> _Written task_:
Edit the stretch from the line containing "Point out the white fur." through the end of the rows, replacing "kitten's" with "cat's" and keeping everything else the same. Return only those lines.

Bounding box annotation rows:
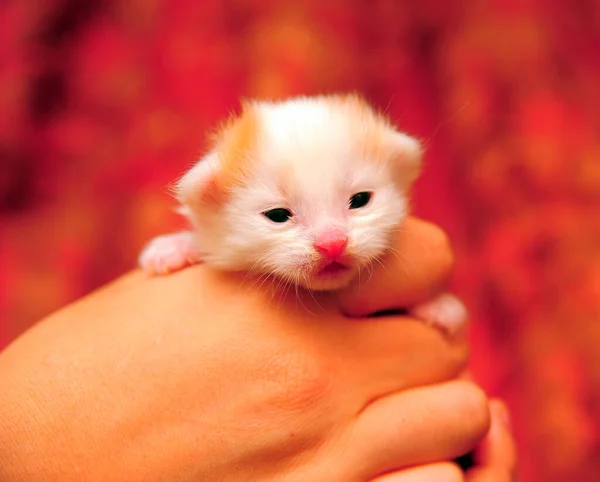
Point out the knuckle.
[456,380,490,439]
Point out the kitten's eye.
[263,208,292,223]
[348,191,371,209]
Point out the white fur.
[144,97,420,289]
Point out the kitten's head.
[177,95,421,290]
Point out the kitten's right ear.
[175,151,226,209]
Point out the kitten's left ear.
[385,130,423,191]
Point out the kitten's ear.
[385,130,423,191]
[175,151,226,209]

> _Reply_:
Point out the white fur.
[144,97,420,289]
Point out the cat's head.
[177,95,421,290]
Point out the cat's right ear.
[175,151,226,209]
Point out the cat's left ear.
[385,130,423,191]
Point out the cat's ear.
[385,130,423,191]
[175,151,226,209]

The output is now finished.